» **Exercise prompt**
Put each line of the records below into a numbered list, leaving out any blank lines.

+++++

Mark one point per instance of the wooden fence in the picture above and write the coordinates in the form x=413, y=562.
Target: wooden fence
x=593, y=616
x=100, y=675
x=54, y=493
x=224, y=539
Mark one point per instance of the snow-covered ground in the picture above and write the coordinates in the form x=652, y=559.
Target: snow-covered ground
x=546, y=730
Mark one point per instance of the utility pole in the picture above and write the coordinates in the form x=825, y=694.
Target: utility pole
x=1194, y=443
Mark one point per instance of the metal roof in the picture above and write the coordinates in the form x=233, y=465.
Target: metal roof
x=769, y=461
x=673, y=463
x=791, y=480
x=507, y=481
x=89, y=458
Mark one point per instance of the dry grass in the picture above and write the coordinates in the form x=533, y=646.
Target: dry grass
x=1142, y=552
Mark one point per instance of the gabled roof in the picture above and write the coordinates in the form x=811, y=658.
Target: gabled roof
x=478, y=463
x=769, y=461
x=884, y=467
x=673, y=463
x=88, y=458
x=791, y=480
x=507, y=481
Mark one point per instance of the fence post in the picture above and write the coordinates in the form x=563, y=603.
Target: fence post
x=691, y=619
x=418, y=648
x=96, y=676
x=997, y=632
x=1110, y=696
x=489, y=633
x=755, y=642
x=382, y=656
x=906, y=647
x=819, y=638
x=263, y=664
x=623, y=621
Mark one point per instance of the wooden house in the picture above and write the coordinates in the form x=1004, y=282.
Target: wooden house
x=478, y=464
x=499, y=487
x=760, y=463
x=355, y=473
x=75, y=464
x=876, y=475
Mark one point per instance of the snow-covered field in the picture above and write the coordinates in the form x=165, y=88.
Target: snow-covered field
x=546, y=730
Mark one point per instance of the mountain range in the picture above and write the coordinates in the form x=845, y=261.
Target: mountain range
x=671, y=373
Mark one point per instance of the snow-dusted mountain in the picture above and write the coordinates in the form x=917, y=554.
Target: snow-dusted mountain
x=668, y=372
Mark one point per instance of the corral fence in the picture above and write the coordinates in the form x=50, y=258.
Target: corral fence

+++++

» **Result for this exercise**
1. Mark one point per instance of the wooden fence in the picture above and write the coordinates in the form x=413, y=562.
2. Target: wooden fence
3. x=593, y=616
4. x=100, y=675
5. x=54, y=493
6. x=224, y=539
7. Mark one point per instance of the snow-covered ground in the picture above and write the coordinates in the form x=652, y=559.
8. Target: snow-covered ground
9. x=546, y=730
10. Mark one point per instance of the utility pole in the picture above and write the coordinates in the form x=825, y=694.
11. Target: utility pole
12. x=1194, y=443
13. Mark one point per instance of the metal roof in the picture above and write the coordinates in the form x=233, y=465.
14. Target: metal roof
15. x=769, y=461
16. x=673, y=463
17. x=791, y=480
18. x=507, y=481
19. x=89, y=458
20. Mark one point per instance of the dry grass in the picture above and write the coordinates in the form x=533, y=646.
21. Target: dry grass
22. x=1142, y=552
23. Mark one point per instance of the gabled roof in the picture above and write the coordinates in the form x=811, y=658.
24. Target: gabled roof
25. x=478, y=463
26. x=769, y=461
27. x=884, y=467
28. x=673, y=463
29. x=88, y=458
30. x=791, y=480
31. x=507, y=481
32. Mark one point per instance of the fence post in the picture above and write the coordinates in the form x=563, y=603.
33. Target: fence post
34. x=691, y=619
35. x=418, y=648
36. x=96, y=676
37. x=997, y=632
38. x=1110, y=696
39. x=489, y=633
40. x=755, y=642
41. x=382, y=656
42. x=906, y=647
43. x=819, y=638
44. x=263, y=664
45. x=623, y=621
46. Mark one point per instance of the wooden house in the picture above and write the coordinates in the form x=1004, y=282.
47. Target: wooden house
48. x=478, y=464
49. x=499, y=487
50. x=760, y=463
51. x=355, y=473
52. x=75, y=464
53. x=876, y=475
54. Mark one point per instance of the snow-covered field in the picture above and write the coordinates in the form x=165, y=88.
55. Target: snow-covered field
56. x=546, y=730
57. Mark one point per instance of the mountain range in the picture above and write the coordinates in the form x=845, y=261.
58. Target: mountain range
59. x=671, y=373
60. Mark one point per instance of the snow-dusted mountain in the picture above and write the coordinates in the form x=917, y=554.
61. Target: snow-dusted mountain
62. x=668, y=372
63. Mark one point per instance of the corral fence in the picture above and write the coordinates in the form x=50, y=258.
64. Target: corral fence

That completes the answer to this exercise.